Input data:
---

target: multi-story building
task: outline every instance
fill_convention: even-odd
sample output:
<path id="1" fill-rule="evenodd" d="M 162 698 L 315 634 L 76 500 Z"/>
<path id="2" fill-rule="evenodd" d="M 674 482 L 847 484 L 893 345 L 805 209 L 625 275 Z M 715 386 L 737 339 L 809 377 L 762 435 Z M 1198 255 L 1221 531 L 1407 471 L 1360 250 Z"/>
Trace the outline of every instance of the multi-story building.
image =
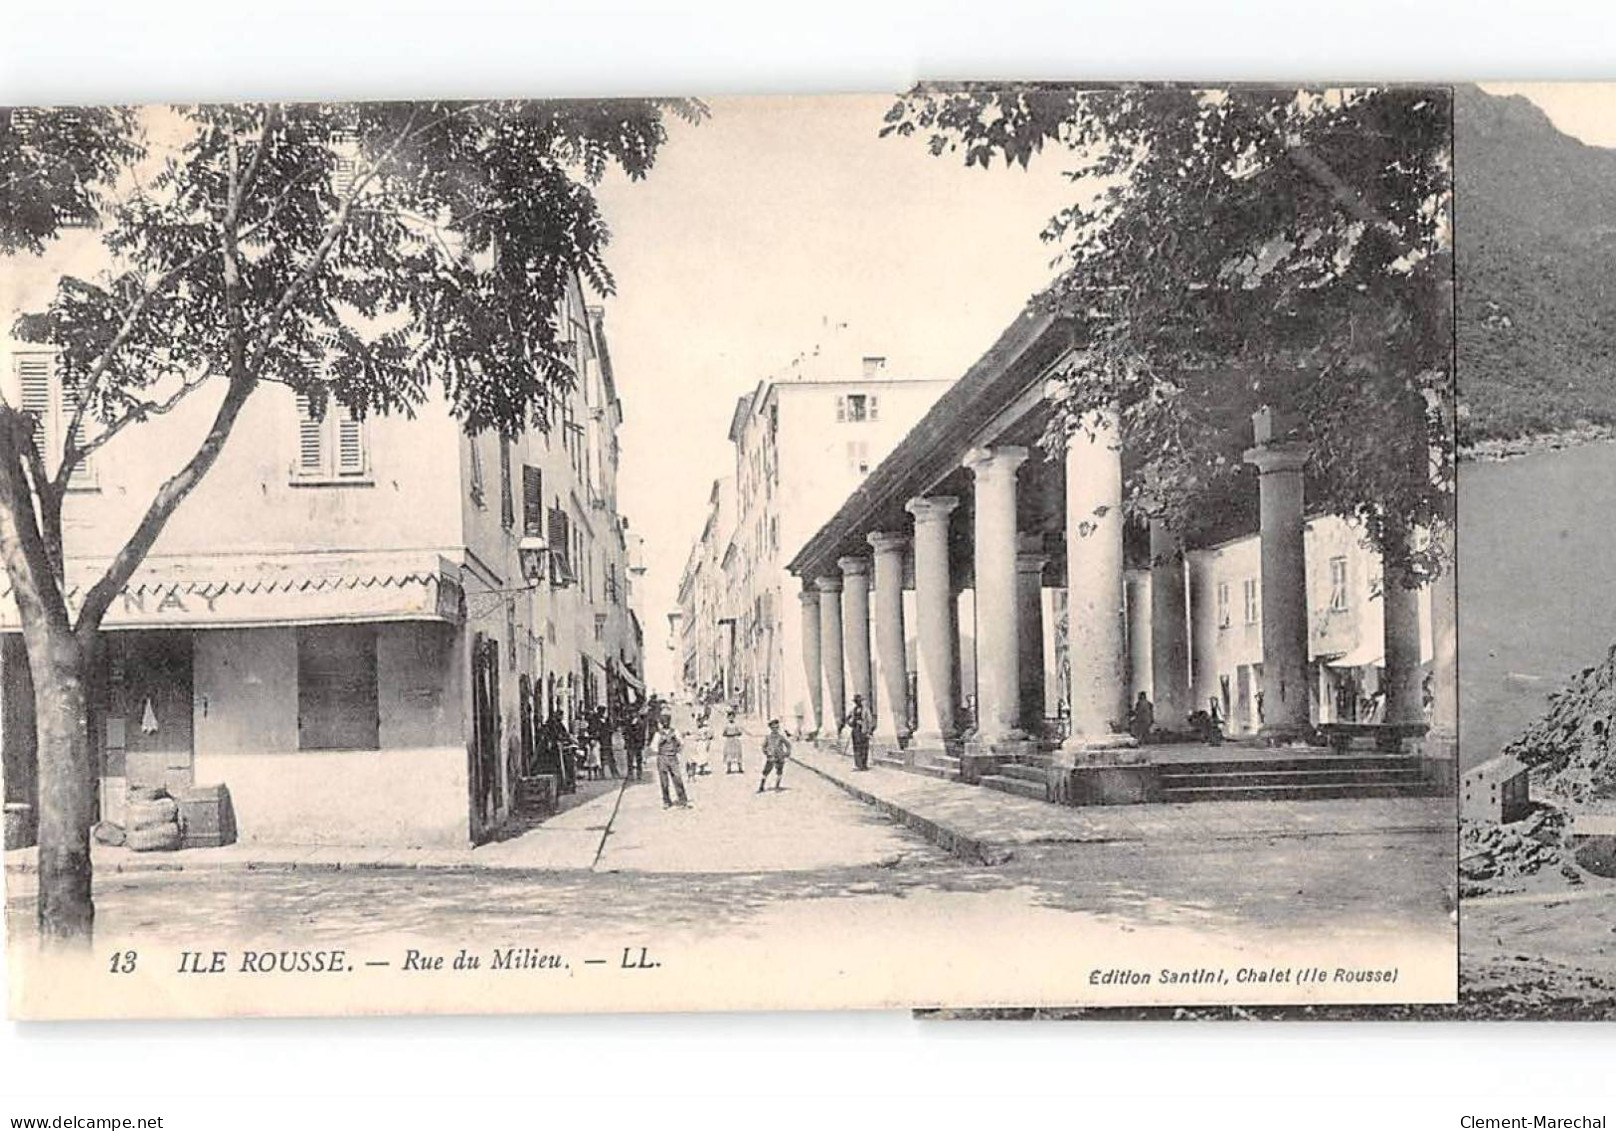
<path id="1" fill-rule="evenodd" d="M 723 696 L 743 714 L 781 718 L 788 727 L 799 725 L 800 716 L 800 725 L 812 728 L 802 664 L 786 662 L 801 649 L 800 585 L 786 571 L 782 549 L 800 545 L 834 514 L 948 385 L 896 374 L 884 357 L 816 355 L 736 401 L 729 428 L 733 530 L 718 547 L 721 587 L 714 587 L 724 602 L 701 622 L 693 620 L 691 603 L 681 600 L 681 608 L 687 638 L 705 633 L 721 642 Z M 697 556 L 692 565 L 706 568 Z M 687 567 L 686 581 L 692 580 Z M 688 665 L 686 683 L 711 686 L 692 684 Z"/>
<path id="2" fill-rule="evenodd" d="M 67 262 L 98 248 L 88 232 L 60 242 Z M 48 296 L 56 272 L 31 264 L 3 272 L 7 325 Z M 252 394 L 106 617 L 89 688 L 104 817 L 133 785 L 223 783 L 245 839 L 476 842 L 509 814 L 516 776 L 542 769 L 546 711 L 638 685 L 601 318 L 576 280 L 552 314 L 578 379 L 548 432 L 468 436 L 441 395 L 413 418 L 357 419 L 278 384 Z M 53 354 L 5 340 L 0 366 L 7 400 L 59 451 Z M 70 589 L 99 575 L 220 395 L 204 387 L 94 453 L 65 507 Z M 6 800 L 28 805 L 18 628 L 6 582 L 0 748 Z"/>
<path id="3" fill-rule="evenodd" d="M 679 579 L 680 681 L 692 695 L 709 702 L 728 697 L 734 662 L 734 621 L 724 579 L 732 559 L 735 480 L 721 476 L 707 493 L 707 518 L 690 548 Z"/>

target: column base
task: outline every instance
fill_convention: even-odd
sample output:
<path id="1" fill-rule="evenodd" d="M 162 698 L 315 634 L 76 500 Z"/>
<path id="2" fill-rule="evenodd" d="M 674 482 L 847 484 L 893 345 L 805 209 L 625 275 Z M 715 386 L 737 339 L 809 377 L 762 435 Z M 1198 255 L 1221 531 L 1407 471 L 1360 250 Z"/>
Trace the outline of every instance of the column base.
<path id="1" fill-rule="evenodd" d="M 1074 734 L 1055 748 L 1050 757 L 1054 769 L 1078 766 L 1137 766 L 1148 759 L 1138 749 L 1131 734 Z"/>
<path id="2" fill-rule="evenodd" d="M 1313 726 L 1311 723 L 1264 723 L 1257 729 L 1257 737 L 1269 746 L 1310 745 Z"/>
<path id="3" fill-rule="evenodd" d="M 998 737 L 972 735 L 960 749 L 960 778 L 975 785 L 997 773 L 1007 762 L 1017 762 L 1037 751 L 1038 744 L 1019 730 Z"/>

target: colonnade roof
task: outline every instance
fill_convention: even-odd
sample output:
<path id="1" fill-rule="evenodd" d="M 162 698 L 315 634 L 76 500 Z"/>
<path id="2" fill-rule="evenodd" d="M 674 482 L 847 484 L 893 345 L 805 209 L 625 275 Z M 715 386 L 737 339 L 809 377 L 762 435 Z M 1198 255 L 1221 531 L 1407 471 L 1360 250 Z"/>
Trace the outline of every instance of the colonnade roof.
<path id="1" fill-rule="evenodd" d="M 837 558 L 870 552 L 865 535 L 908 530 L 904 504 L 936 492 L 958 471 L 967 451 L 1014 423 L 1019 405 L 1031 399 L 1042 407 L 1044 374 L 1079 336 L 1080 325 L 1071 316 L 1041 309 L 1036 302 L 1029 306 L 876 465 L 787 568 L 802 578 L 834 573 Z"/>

---

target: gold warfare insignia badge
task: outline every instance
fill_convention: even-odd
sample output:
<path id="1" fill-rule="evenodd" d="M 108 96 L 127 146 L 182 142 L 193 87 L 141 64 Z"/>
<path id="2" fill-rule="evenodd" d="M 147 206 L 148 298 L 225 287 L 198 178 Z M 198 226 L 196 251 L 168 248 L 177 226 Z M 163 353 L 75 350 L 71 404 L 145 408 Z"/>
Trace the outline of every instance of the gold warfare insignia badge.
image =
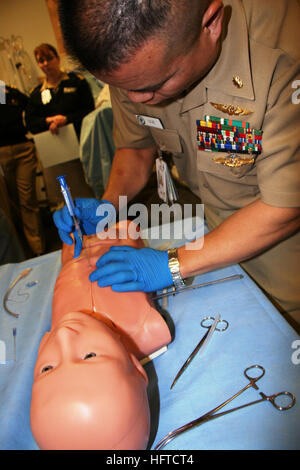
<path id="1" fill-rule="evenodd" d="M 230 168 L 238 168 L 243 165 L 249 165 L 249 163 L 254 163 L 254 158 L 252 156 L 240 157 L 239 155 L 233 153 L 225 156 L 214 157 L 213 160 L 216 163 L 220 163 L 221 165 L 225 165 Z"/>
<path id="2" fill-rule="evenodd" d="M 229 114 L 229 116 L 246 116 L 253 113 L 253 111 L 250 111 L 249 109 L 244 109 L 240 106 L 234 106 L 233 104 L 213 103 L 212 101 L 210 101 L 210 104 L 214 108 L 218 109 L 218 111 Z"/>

---

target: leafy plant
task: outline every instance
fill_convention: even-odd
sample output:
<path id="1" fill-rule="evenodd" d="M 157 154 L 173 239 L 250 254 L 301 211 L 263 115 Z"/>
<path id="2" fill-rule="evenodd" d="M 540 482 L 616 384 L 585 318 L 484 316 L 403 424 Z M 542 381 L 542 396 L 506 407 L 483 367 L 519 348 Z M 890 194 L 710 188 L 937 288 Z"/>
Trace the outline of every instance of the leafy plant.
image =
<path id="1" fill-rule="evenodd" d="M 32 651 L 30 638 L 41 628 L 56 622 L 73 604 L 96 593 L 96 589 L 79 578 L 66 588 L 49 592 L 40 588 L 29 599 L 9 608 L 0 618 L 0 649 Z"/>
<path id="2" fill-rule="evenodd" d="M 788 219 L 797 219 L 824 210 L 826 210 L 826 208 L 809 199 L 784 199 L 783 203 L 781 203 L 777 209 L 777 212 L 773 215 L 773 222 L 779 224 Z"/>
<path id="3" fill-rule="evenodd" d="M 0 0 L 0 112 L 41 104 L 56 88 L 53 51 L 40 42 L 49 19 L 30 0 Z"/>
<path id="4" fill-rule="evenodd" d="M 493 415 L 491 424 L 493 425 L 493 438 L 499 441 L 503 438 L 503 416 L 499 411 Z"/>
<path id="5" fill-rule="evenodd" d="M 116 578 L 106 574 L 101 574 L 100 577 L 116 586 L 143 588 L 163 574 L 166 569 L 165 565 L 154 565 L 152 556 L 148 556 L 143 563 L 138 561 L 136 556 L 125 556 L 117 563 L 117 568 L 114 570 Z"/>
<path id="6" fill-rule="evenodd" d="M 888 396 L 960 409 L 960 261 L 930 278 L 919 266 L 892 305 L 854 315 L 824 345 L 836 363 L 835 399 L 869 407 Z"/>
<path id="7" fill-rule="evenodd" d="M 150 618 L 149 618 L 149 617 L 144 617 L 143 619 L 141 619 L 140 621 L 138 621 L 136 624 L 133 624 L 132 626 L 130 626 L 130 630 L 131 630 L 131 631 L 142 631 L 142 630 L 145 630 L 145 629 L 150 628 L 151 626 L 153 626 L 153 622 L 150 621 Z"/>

---

What to work on: Copy out whichever lines of the listing contain the word "target".

Output below:
target: multi-story building
target: column base
target: colonnade roof
target: gold warfare insignia badge
target: leafy plant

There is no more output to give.